[Saved items]
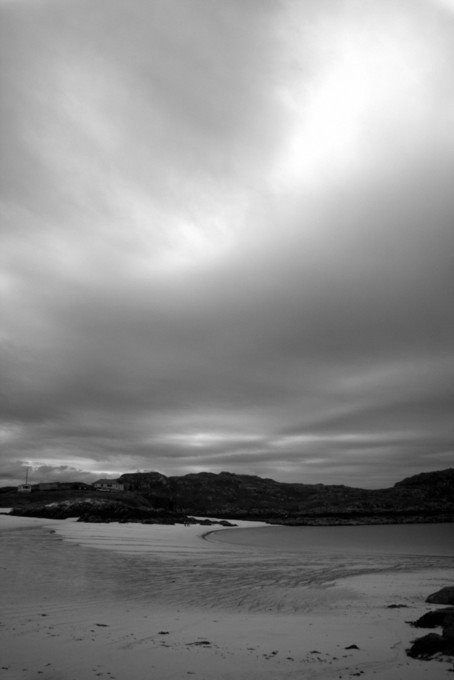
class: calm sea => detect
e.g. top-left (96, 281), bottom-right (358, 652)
top-left (0, 524), bottom-right (454, 618)
top-left (208, 524), bottom-right (454, 558)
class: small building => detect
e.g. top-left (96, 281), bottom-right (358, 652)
top-left (93, 479), bottom-right (125, 491)
top-left (37, 482), bottom-right (58, 491)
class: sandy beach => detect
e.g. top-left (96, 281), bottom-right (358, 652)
top-left (0, 515), bottom-right (452, 680)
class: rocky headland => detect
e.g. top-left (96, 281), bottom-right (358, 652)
top-left (0, 468), bottom-right (454, 525)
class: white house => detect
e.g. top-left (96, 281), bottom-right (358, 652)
top-left (93, 479), bottom-right (125, 491)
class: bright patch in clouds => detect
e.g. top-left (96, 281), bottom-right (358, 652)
top-left (0, 0), bottom-right (454, 486)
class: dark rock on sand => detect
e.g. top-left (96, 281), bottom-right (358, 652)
top-left (407, 633), bottom-right (447, 659)
top-left (426, 586), bottom-right (454, 604)
top-left (412, 607), bottom-right (454, 628)
top-left (407, 600), bottom-right (454, 659)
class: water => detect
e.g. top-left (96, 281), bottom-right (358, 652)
top-left (0, 524), bottom-right (454, 615)
top-left (208, 524), bottom-right (454, 561)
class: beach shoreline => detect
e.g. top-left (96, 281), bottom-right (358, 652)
top-left (0, 515), bottom-right (452, 680)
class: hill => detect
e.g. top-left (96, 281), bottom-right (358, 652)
top-left (1, 468), bottom-right (454, 525)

— Task to carry out —
Copy every item above word for word, but leave out the pictures.

— Reply to the exercise —
class: calm sea => detect
e.g. top-left (96, 281), bottom-right (358, 652)
top-left (0, 524), bottom-right (454, 618)
top-left (208, 524), bottom-right (454, 558)
class: small building => detect
e.g. top-left (96, 281), bottom-right (358, 652)
top-left (93, 479), bottom-right (125, 491)
top-left (37, 482), bottom-right (58, 491)
class: sandy beach => detect
e.g. top-left (96, 281), bottom-right (358, 652)
top-left (0, 515), bottom-right (452, 680)
class: rocky headland => detect
e.g. top-left (96, 281), bottom-right (358, 652)
top-left (0, 468), bottom-right (454, 525)
class: white house => detect
e.g. top-left (96, 281), bottom-right (358, 652)
top-left (93, 479), bottom-right (125, 491)
class: bright patch in clouds => detect
e.g. top-left (96, 281), bottom-right (358, 652)
top-left (0, 0), bottom-right (454, 486)
class: dark rock on sand => detect
e.g. top-left (96, 281), bottom-right (358, 652)
top-left (407, 633), bottom-right (447, 659)
top-left (426, 586), bottom-right (454, 604)
top-left (412, 607), bottom-right (454, 628)
top-left (407, 600), bottom-right (454, 659)
class: water => detect
e.g. top-left (96, 281), bottom-right (358, 652)
top-left (0, 524), bottom-right (454, 615)
top-left (208, 524), bottom-right (454, 561)
class: beach shoreline => detect
e.g. top-left (96, 281), bottom-right (358, 652)
top-left (0, 515), bottom-right (452, 680)
class: hill => detect
e.g. top-left (96, 281), bottom-right (358, 652)
top-left (1, 468), bottom-right (454, 525)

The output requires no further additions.